*RECORDS FOR THE EXERCISE*:

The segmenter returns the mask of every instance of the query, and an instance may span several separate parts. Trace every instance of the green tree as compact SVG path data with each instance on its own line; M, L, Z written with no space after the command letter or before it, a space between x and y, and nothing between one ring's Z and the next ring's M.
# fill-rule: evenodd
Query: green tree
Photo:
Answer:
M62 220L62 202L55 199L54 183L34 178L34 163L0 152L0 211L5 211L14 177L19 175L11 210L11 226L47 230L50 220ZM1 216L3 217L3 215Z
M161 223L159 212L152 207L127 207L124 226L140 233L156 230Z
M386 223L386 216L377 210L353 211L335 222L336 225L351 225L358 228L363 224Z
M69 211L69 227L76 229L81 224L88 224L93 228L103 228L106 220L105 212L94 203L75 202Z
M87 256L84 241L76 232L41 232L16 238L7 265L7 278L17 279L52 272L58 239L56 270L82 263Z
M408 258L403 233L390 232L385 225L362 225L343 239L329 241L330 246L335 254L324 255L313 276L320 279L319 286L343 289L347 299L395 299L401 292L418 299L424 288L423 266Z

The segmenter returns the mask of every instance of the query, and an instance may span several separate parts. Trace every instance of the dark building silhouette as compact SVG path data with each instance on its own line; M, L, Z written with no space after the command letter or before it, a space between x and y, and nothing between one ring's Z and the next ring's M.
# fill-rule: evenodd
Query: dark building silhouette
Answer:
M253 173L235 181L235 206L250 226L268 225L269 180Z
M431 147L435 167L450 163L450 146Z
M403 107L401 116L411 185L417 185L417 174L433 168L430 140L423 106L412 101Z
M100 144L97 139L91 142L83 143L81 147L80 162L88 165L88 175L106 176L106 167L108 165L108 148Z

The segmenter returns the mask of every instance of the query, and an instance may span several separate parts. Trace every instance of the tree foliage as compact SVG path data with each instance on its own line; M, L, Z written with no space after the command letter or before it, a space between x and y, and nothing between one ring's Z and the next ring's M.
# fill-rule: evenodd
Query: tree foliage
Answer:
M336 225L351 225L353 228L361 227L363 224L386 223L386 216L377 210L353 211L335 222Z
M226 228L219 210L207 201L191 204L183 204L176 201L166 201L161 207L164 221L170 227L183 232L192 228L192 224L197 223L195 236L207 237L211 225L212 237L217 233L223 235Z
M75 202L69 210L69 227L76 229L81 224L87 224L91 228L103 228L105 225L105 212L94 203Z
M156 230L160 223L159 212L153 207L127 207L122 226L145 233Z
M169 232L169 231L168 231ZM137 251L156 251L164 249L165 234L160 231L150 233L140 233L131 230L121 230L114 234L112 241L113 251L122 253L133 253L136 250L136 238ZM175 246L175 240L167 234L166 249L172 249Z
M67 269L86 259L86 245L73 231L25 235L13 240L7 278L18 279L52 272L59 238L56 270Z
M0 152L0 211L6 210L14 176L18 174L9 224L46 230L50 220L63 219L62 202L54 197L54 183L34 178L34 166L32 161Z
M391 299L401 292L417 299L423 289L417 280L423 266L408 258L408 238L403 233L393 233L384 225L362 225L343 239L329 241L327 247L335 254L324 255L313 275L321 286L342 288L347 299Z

*DESCRIPTION OF THE TASK*:
Copy out, word for word, only the lines from the one with "Query: dark building silhouette" through the last line of the material above.

*RESULT*:
Query: dark building silhouette
Answer:
M253 173L235 181L235 206L250 226L268 225L269 180Z
M431 147L435 167L450 163L450 146Z
M403 107L401 116L411 185L417 185L417 174L433 168L430 140L423 106L412 101Z
M100 144L97 139L91 142L83 143L81 147L80 162L88 165L88 175L106 176L106 167L108 165L108 148Z

The segmenter returns the mask of every instance of the query, and an instance may span several separate parts. Trace every instance of the tree foliage as compact SVG path data with each instance on its own line; M, L, Z written with no space after the command letter or before it, a space between x and y, and nothing between one ring's Z and the next ring's M.
# fill-rule: evenodd
Query: tree foliage
Answer:
M336 225L351 225L353 228L361 227L363 224L386 223L386 216L377 210L353 211L335 222Z
M226 228L219 210L207 201L191 204L183 204L176 201L166 201L161 207L164 221L170 227L183 232L192 228L192 224L197 223L195 236L207 237L211 225L212 237L217 233L223 235Z
M75 202L69 210L69 227L76 229L81 224L87 224L91 228L103 228L105 225L105 212L94 203Z
M156 230L160 223L159 212L153 207L127 207L122 226L145 233Z
M169 232L169 231L168 231ZM137 251L156 251L164 249L165 234L160 231L150 233L140 233L131 230L121 230L114 234L112 241L113 251L122 253L133 253L136 250L136 238ZM175 246L175 240L167 234L166 249L172 249Z
M67 269L86 259L86 245L73 231L25 235L13 240L7 278L18 279L52 272L59 238L56 270Z
M0 152L0 211L6 210L14 176L18 174L9 224L46 230L50 220L63 219L62 202L54 197L54 183L34 178L34 166L32 161Z
M391 299L401 292L417 299L423 289L417 280L423 266L408 258L408 238L403 233L393 233L384 225L362 225L343 239L329 241L327 247L335 254L324 255L313 275L321 286L342 288L347 299Z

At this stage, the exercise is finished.